_Task instructions_: Repeat exactly the lines from the one containing "Where can the black balaclava" through the last line of the records below, both included, and nothing else.

Entries shown START

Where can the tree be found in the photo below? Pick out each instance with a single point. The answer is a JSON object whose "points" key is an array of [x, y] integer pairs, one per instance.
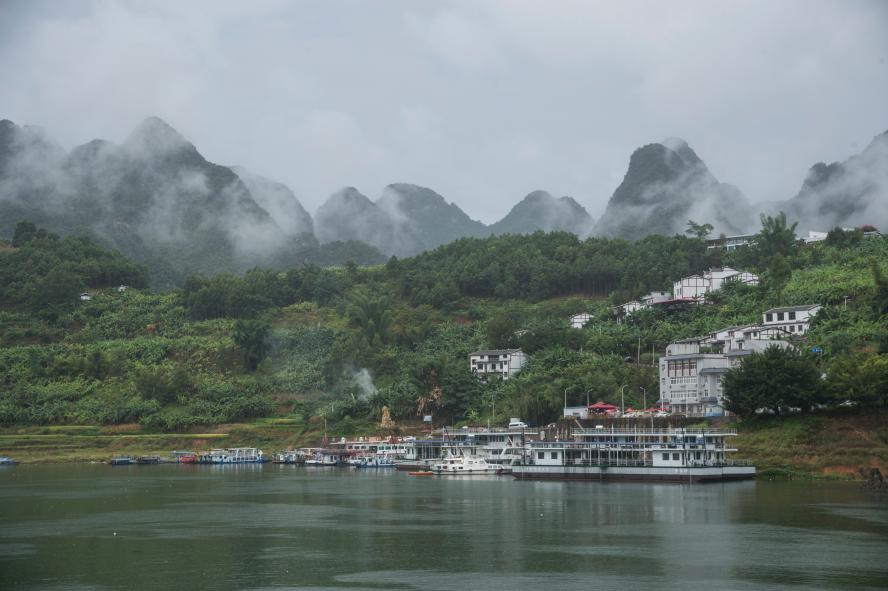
{"points": [[501, 331], [371, 315], [776, 237], [25, 231], [777, 274], [251, 337], [860, 378], [773, 380], [700, 231], [880, 295]]}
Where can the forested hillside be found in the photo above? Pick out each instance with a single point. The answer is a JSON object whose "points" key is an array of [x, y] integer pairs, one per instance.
{"points": [[344, 342]]}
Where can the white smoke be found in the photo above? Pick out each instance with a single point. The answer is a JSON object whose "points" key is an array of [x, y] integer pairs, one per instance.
{"points": [[364, 382]]}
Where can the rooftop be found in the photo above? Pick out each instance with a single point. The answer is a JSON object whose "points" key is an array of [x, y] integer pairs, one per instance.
{"points": [[495, 352], [793, 308]]}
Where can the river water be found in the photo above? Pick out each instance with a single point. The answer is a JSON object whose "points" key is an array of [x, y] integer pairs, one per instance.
{"points": [[285, 527]]}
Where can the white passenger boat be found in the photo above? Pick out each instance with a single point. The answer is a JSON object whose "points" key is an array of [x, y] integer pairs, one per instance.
{"points": [[234, 455], [464, 464], [678, 455], [372, 461]]}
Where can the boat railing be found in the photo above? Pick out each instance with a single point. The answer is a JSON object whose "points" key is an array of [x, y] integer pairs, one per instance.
{"points": [[604, 462], [715, 431]]}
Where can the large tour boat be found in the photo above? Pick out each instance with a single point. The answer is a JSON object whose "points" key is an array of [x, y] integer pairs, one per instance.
{"points": [[464, 464], [234, 455], [678, 455]]}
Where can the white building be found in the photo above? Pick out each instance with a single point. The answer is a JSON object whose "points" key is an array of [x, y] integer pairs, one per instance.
{"points": [[696, 287], [792, 319], [576, 412], [646, 301], [691, 372], [690, 378], [690, 288], [656, 297], [731, 242], [504, 363], [815, 236], [580, 320]]}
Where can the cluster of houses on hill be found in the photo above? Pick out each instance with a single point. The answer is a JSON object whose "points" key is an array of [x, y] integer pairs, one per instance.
{"points": [[687, 290], [735, 242], [691, 371]]}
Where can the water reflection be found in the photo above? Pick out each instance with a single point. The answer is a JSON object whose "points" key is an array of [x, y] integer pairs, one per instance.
{"points": [[253, 527]]}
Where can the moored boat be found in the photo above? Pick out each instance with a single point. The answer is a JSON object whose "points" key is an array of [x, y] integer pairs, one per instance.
{"points": [[289, 457], [463, 464], [234, 455], [677, 455], [184, 457]]}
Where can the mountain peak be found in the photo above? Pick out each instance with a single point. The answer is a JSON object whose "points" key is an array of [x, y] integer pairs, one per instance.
{"points": [[155, 136], [540, 211], [665, 185]]}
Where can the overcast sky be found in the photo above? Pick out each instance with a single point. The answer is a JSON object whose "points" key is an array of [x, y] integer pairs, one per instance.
{"points": [[483, 101]]}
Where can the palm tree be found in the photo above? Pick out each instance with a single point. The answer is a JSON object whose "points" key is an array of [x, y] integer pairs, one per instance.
{"points": [[371, 314]]}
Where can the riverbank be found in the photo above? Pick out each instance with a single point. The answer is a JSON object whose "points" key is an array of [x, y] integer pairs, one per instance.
{"points": [[835, 446], [818, 446], [88, 443]]}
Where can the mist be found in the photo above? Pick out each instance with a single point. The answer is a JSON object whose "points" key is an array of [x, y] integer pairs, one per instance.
{"points": [[482, 101]]}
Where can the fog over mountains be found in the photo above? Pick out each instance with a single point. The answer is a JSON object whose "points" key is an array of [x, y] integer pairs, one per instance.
{"points": [[158, 200]]}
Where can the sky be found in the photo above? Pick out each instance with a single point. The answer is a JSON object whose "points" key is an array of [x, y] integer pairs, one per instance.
{"points": [[483, 101]]}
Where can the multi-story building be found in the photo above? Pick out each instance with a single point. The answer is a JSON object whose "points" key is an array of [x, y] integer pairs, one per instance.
{"points": [[580, 320], [696, 287], [731, 242], [504, 363], [690, 377], [791, 319], [691, 372]]}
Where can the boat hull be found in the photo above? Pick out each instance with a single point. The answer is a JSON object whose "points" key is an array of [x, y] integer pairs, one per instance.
{"points": [[596, 473]]}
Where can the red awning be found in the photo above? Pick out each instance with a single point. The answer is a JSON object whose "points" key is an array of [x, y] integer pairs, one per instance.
{"points": [[602, 406]]}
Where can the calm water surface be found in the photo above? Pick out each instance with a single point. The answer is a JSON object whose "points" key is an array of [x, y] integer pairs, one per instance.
{"points": [[279, 527]]}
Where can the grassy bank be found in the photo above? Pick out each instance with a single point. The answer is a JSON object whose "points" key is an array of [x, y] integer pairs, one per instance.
{"points": [[88, 443], [800, 446], [816, 446]]}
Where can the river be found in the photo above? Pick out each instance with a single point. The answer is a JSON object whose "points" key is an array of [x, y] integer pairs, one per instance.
{"points": [[78, 527]]}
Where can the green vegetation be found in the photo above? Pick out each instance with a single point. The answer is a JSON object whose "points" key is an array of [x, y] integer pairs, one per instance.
{"points": [[342, 343], [775, 380]]}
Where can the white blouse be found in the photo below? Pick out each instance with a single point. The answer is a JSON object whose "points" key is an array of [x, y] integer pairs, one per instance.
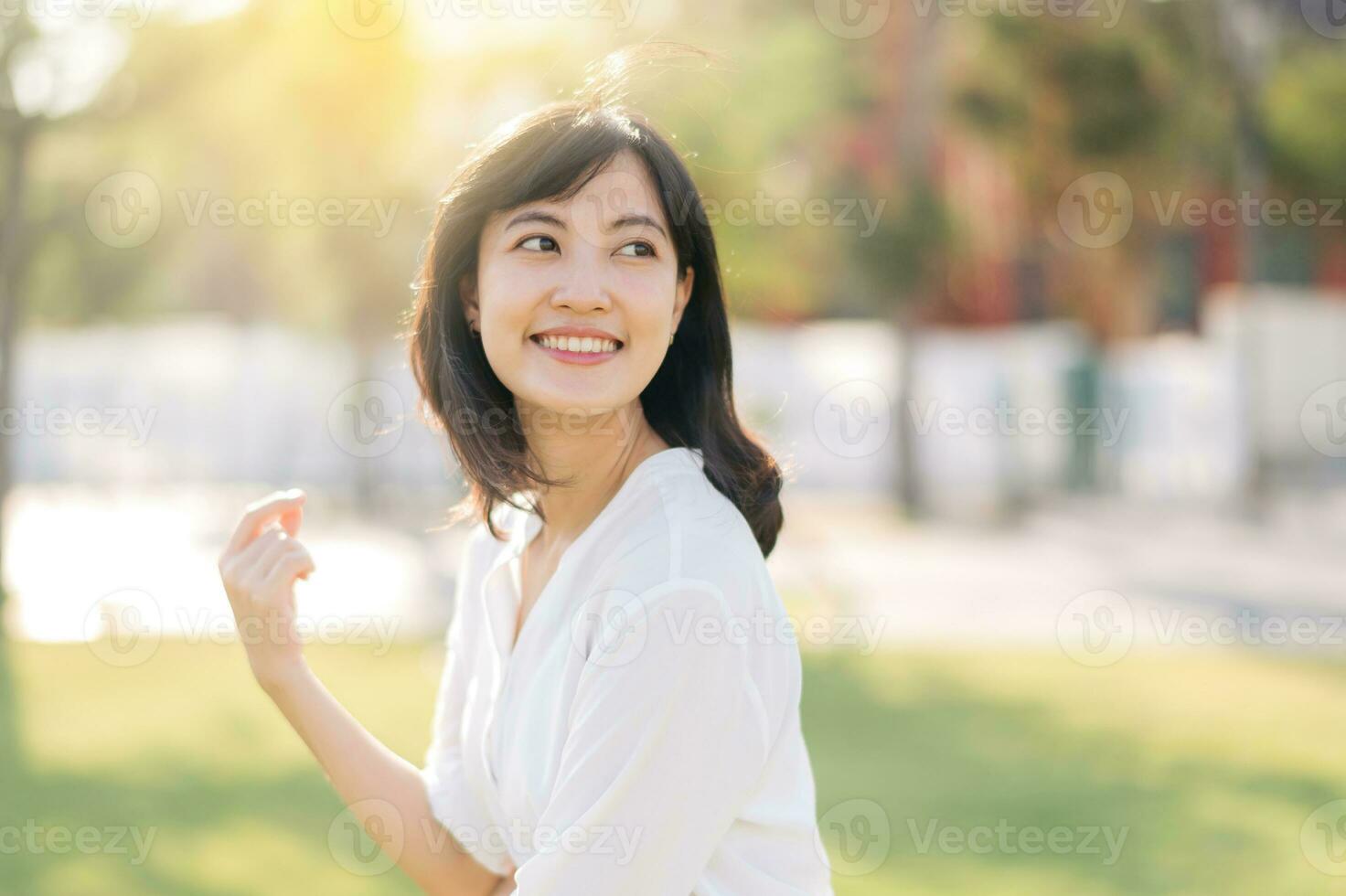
{"points": [[644, 733]]}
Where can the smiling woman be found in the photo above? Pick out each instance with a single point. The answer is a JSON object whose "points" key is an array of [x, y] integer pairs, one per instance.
{"points": [[598, 730]]}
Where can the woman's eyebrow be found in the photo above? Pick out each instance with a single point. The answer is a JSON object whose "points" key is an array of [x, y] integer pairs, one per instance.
{"points": [[625, 221], [524, 217], [644, 221]]}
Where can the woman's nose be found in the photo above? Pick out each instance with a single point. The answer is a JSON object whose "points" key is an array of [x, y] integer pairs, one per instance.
{"points": [[583, 293]]}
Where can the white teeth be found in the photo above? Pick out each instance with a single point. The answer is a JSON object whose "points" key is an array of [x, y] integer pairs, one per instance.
{"points": [[578, 343]]}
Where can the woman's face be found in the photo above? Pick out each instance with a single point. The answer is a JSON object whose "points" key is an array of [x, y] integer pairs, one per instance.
{"points": [[575, 302]]}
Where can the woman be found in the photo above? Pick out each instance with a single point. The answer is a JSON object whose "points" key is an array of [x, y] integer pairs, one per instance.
{"points": [[619, 710]]}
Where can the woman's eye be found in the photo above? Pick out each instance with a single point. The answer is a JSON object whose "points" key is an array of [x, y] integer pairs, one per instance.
{"points": [[539, 240], [649, 249]]}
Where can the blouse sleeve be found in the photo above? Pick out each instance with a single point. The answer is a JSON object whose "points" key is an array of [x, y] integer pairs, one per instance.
{"points": [[667, 736], [451, 798]]}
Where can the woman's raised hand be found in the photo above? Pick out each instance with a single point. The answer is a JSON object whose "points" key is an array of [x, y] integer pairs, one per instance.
{"points": [[259, 570]]}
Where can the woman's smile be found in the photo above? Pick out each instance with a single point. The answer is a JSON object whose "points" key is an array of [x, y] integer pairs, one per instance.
{"points": [[590, 347]]}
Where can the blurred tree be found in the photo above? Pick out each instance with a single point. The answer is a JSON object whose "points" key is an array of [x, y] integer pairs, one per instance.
{"points": [[16, 131]]}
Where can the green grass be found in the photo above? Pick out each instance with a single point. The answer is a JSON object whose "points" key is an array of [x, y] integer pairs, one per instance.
{"points": [[1212, 762]]}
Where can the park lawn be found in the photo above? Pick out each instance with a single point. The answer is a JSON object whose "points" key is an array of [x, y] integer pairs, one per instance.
{"points": [[1209, 762]]}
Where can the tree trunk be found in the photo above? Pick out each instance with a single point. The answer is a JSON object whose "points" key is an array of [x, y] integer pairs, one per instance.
{"points": [[11, 225]]}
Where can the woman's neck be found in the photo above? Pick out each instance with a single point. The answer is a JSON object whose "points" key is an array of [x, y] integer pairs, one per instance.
{"points": [[599, 453]]}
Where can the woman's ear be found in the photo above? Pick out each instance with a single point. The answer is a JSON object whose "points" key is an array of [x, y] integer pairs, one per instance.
{"points": [[467, 294], [683, 294]]}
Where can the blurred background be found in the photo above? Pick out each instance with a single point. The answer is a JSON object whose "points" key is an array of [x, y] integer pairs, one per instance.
{"points": [[1041, 302]]}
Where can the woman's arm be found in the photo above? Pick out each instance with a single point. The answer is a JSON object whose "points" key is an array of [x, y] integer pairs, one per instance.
{"points": [[382, 790]]}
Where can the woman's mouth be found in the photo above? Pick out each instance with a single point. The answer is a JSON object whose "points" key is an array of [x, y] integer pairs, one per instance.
{"points": [[578, 350]]}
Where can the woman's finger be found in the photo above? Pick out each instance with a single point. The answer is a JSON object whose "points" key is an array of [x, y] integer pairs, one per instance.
{"points": [[283, 576], [283, 507], [290, 547]]}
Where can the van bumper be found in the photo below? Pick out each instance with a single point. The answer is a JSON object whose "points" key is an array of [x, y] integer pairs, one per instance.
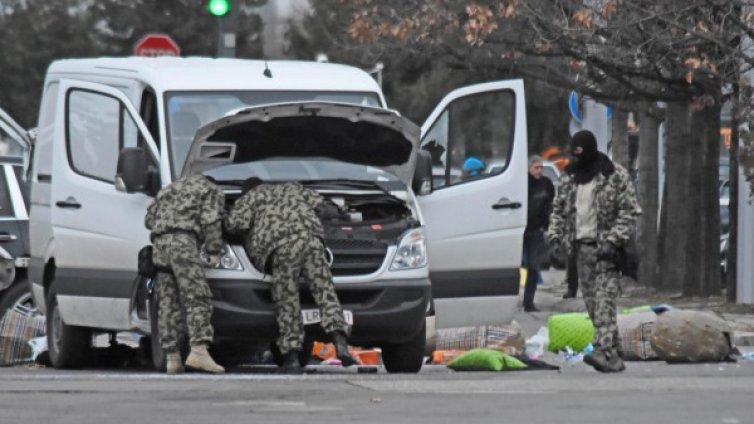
{"points": [[384, 311]]}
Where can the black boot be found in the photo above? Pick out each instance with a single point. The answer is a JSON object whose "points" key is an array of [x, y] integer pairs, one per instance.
{"points": [[291, 363], [341, 349], [569, 294]]}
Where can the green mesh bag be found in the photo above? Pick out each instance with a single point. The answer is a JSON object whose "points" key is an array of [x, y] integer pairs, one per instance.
{"points": [[573, 330], [481, 359]]}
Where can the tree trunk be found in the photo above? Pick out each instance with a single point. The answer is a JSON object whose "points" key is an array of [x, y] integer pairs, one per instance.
{"points": [[675, 200], [620, 138], [702, 207], [648, 196], [732, 254]]}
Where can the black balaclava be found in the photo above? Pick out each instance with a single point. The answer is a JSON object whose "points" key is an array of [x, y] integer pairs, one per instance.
{"points": [[586, 162], [250, 184]]}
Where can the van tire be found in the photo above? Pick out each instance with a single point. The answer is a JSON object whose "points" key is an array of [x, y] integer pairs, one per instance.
{"points": [[69, 346], [406, 357], [159, 357]]}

Entries shown END

_Exercise answer_:
Where can the black balaclava be found in the photo above? Pick out each instance with a single point. The answer is a JSON object whose "points" key is an array of [x, y] integer pairs, one per instance.
{"points": [[586, 162], [250, 184]]}
Where can the van tire be found in the photo above? Pick out each instance with a single point. The answer is a JSON object whose "points" key is an array of [x, y] integer pairs, one per instance.
{"points": [[69, 346], [406, 357], [159, 357]]}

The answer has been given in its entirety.